### SOURCE EXTRACT
++++
I would expect in case of reverse alignment lifted ranges to correspond to position 91-100 of the query sequence.
Nope. Local coordinates are _always_ w.r.t. the leftmost mapped position, whatever the strand. This is consistent with the SAM Format Specification:
All mapped segments in alignment lines are represented on the forward genomic strand. For segments that have been mapped to the reverse strand, the recorded SEQ is reverse complemented from the original unmapped sequence and CIGAR, QUAL, and strand-sensitive optional fields are reversed and thus recorded consistently with the sequence bases as represented.
In other words, local coordinates are reported with respect to the SEQ that is recorded in the SAM/BAM file. For queries that are mapped to the reverse strand, this means that local coordinates are reported with respect to the _reverse complement_ of the original unmapped sequence.
You can "revert" those local coordinates with something like this:
reverse_mapped_coordinates <- function(mapped, alignments)
{
stopifnot(is(mapped, "GRanges"), is(alignments, "GAlignments"))
alignments_hits <- mcols(mapped)$alignmentsHits
alignments2 <- alignments[alignments_hits] # parallel to 'mapped'
mapped_to_minus <- which(strand(alignments2) == "-")
bounds <- IRanges(1L, qwidth(alignments2)[mapped_to_minus])
ranges(mapped)[mapped_to_minus] <-
reflect(ranges(mapped)[mapped_to_minus], bounds)
mapped
}
Then:
library(GenomicAlignments)
x <- GRanges("T:701-710")
read1 <- GAlignments(seqnames="T", pos=701L, cigar="100M", strand=strand("+"), names="Q")
read2 <- GAlignments(seqnames="T", pos=701L, cigar="100M", strand=strand("-"), names="Q")
reads <- c(read1, read2)
mapped <- mapToAlignments(x, alignments=reads)
reverse_mapped_coordinates(mapped, reads)
# GRanges object with 2 ranges and 2 metadata columns:
# seqnames ranges strand | xHits alignmentsHits
# <Rle> <IRanges> <Rle> | <integer> <integer>
# [1] Q 1-10 * | 1 1
# [2] Q 91-100 * | 1 2
# -------
# seqinfo: 1 sequence from an unspecified genome; no seqlengths
Hope this helps,
H.
++++
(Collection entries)
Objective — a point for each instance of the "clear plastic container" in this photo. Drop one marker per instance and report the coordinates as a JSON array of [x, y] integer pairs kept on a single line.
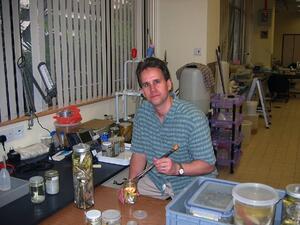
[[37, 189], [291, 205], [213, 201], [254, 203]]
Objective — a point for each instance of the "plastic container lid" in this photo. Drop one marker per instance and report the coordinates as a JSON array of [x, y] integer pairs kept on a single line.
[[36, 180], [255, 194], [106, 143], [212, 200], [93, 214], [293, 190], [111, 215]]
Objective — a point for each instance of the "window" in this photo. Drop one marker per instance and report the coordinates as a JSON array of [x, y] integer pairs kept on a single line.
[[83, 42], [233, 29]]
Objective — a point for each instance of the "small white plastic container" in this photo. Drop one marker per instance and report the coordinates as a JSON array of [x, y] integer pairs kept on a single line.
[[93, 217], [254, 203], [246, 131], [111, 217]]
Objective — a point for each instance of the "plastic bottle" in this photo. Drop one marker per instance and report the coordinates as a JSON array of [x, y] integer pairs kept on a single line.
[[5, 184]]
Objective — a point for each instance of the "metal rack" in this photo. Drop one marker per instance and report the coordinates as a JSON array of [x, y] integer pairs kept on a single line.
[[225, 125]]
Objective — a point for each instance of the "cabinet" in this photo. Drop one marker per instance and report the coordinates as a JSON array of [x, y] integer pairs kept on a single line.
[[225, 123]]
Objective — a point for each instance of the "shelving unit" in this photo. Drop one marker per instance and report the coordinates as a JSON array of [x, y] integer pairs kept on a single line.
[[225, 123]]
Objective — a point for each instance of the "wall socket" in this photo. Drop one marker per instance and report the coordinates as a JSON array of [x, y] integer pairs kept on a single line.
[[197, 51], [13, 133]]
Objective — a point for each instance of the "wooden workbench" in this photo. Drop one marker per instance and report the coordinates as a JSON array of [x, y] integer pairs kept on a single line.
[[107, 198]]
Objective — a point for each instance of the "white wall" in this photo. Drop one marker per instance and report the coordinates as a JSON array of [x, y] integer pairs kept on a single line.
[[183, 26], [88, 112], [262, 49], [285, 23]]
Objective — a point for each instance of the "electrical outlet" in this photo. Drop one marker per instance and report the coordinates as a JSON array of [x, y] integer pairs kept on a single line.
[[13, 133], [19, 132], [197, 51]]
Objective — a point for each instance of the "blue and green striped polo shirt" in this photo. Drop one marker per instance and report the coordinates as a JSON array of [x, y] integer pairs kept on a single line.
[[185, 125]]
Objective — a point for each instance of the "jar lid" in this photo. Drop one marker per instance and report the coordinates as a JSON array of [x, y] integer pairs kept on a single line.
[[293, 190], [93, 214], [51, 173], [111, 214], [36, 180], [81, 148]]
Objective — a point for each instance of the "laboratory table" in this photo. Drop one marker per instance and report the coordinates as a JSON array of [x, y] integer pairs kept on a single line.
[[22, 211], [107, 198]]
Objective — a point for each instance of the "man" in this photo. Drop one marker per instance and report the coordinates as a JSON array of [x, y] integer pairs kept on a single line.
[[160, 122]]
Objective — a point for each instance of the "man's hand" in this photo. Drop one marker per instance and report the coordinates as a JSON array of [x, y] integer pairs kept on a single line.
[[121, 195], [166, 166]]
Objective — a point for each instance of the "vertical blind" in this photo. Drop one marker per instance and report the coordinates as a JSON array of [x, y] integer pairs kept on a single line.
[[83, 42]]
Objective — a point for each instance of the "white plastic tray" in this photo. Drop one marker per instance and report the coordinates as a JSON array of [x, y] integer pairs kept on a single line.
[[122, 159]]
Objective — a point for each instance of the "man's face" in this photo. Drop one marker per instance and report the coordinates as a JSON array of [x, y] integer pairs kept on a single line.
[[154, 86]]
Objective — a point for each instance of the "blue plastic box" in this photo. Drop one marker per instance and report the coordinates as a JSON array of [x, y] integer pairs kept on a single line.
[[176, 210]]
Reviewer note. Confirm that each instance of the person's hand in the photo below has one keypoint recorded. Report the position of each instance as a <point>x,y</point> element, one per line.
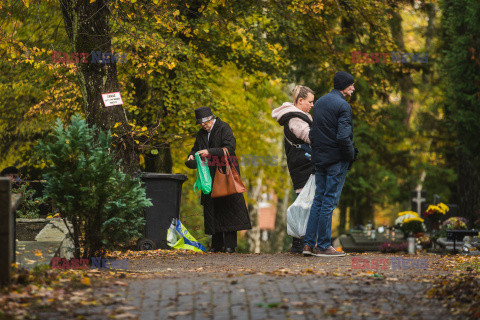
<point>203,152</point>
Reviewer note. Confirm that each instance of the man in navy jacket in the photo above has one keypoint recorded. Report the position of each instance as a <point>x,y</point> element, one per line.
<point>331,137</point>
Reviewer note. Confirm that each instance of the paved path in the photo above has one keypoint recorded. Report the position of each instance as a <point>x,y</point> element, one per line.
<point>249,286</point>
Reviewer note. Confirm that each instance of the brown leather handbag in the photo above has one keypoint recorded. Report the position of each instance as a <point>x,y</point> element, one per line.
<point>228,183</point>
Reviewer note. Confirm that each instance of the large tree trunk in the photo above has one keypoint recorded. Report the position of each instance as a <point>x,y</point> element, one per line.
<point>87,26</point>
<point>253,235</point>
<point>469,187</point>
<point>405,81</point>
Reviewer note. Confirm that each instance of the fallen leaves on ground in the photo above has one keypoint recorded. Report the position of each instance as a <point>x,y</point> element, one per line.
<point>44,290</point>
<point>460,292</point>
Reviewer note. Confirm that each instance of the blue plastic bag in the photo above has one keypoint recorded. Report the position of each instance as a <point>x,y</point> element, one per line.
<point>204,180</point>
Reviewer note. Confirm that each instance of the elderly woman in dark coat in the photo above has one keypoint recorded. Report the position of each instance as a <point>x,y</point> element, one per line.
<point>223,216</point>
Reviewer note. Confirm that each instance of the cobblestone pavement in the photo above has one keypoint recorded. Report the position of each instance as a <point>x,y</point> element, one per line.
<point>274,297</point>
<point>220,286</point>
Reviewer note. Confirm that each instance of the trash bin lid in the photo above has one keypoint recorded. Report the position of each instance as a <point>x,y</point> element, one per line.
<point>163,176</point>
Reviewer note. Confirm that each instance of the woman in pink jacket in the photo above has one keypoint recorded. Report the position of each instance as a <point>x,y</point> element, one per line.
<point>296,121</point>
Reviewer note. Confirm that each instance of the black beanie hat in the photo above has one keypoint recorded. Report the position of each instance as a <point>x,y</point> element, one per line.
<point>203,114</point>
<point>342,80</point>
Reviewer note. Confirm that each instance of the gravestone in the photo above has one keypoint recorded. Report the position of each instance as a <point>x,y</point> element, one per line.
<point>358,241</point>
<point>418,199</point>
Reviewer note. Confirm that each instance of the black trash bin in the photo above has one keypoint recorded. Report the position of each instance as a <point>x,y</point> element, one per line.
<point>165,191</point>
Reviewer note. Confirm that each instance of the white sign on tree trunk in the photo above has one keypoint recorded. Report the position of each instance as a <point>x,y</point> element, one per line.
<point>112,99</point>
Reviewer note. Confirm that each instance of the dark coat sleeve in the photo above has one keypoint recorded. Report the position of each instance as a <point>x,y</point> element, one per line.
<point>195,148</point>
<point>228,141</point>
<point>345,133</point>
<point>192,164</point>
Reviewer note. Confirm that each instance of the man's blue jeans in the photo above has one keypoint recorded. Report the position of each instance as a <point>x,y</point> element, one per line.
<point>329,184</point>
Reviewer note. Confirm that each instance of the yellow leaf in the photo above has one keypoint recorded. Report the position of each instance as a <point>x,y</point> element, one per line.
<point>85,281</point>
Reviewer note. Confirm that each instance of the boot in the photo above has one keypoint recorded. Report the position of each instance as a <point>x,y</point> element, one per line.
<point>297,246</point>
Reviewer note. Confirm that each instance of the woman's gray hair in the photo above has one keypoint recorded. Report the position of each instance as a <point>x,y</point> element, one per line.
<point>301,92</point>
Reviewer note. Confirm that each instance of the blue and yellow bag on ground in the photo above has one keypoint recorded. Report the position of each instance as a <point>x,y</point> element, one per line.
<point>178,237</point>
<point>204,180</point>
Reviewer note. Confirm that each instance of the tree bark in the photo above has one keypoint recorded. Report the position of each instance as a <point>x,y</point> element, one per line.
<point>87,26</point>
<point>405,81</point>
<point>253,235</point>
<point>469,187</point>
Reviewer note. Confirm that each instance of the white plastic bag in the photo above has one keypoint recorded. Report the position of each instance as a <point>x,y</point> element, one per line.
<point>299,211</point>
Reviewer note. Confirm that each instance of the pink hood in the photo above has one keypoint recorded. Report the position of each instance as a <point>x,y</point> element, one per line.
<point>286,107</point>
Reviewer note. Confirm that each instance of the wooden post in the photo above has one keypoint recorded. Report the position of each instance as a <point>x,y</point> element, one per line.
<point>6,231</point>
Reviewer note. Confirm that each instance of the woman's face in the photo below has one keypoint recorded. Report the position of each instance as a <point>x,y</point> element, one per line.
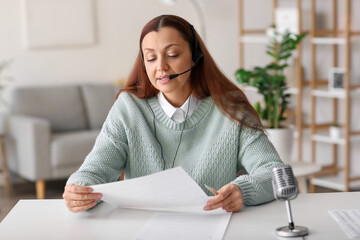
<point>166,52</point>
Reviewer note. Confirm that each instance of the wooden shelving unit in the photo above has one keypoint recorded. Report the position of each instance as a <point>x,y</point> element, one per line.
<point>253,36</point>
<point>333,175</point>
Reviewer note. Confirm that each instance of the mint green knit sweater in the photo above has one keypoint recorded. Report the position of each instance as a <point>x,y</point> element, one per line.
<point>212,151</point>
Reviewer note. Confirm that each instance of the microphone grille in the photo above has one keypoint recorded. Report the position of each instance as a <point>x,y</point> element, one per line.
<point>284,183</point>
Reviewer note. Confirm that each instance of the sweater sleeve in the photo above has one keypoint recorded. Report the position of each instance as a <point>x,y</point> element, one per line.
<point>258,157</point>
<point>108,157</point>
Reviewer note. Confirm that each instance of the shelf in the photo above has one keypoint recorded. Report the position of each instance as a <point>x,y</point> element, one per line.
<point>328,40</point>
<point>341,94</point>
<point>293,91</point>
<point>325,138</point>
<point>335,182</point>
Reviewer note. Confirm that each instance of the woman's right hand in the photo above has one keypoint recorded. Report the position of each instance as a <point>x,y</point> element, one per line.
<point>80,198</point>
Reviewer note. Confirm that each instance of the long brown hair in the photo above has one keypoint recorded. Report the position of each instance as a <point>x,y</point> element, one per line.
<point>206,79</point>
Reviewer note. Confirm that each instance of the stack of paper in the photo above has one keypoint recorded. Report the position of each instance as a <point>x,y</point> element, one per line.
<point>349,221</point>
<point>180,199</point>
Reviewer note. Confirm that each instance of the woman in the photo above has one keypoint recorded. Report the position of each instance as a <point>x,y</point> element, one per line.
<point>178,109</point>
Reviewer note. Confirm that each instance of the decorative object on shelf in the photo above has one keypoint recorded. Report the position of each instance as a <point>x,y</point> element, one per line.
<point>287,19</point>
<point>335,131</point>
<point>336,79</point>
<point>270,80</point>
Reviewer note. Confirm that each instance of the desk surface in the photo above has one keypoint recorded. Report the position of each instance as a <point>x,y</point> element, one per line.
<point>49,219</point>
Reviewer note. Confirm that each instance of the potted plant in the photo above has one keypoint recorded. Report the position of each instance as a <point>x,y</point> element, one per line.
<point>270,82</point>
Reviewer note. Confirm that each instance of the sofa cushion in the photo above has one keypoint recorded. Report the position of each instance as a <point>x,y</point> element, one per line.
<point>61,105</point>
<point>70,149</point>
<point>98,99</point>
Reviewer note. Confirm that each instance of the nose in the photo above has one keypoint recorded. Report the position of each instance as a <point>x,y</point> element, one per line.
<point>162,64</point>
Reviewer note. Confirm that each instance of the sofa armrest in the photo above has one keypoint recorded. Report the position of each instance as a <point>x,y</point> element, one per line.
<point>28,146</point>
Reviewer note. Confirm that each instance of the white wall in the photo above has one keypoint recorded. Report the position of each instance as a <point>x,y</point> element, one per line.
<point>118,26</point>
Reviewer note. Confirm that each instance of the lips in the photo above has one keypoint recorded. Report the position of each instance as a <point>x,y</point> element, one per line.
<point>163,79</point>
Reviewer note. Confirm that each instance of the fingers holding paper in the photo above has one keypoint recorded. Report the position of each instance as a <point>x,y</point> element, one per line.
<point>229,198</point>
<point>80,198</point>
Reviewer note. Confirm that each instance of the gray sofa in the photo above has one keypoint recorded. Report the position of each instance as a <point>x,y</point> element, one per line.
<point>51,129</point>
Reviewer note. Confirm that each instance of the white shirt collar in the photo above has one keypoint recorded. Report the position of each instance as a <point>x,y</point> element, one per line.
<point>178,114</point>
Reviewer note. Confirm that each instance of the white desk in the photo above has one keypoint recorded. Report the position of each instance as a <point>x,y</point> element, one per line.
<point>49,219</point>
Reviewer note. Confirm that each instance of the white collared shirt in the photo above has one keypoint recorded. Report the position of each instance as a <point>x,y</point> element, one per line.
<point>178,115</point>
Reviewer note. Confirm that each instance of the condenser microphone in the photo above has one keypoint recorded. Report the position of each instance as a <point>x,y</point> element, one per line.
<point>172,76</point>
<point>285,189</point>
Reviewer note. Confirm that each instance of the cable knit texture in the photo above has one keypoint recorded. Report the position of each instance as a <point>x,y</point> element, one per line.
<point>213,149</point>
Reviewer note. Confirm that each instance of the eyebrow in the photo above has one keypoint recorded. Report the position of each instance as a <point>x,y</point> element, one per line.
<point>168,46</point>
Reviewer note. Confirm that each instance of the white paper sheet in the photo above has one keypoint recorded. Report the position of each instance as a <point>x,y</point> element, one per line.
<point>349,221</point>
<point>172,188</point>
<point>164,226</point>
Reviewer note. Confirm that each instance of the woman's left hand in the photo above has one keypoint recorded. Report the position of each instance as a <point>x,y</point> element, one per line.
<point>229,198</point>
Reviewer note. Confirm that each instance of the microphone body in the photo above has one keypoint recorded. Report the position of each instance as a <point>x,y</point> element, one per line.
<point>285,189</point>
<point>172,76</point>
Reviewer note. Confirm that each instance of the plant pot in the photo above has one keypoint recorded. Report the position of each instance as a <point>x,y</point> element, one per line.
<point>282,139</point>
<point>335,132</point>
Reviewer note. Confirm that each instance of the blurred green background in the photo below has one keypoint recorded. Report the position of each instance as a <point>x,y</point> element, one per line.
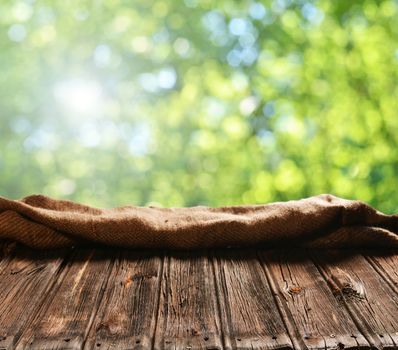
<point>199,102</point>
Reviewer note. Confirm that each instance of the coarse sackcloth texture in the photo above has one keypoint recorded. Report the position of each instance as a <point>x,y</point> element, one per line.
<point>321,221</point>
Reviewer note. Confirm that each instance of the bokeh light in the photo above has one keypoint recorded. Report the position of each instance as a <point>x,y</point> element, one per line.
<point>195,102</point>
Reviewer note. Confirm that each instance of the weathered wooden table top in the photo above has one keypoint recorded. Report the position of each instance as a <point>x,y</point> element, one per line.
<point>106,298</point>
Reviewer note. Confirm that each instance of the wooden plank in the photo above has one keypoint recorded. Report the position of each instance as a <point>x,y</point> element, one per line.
++++
### WORK REQUIRED
In the thread about local coordinates above, rewrite the paragraph that begins "In other words, local coordinates" as a short list that keeps its main facts.

### SOLUTION TO THIS PROBLEM
- Local coordinates are reported with respect to the SEQ recorded in the SAM/BAM file.
- For queries mapped to the reverse strand, this means they are reported with respect to the reverse complement of the original unmapped sequence.